» **짧은 과제**:
아래 자료 전체에서 "hiker" 부분을 "climber" 표현으로 대체하고, 그 밖의 내용은 그대로 두어 다시 적으십시오.

» **입력 자료**:

══════════

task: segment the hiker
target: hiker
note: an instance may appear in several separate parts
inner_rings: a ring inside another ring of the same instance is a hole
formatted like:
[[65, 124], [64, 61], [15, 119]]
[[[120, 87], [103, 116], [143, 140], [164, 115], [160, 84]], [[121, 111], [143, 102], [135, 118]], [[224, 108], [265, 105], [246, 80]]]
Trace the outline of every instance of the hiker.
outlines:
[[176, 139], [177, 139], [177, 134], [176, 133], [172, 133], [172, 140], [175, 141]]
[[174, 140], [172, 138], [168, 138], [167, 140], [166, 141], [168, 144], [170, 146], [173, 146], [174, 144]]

══════════

» **아래 답변**:
task: segment the climber
target: climber
note: an instance may appear in several separate parts
inner_rings: a ring inside another ring of the same instance is a hole
formatted like:
[[65, 124], [64, 61], [15, 119]]
[[[120, 87], [103, 116], [143, 140], [164, 115], [160, 84]], [[121, 111], [143, 102], [135, 118]], [[224, 108], [265, 105], [246, 80]]]
Trace the outline of every instance of the climber.
outlines:
[[176, 139], [177, 139], [177, 134], [176, 133], [172, 133], [172, 140], [175, 141]]
[[174, 140], [172, 138], [168, 138], [167, 140], [166, 141], [168, 144], [170, 146], [173, 146], [174, 144]]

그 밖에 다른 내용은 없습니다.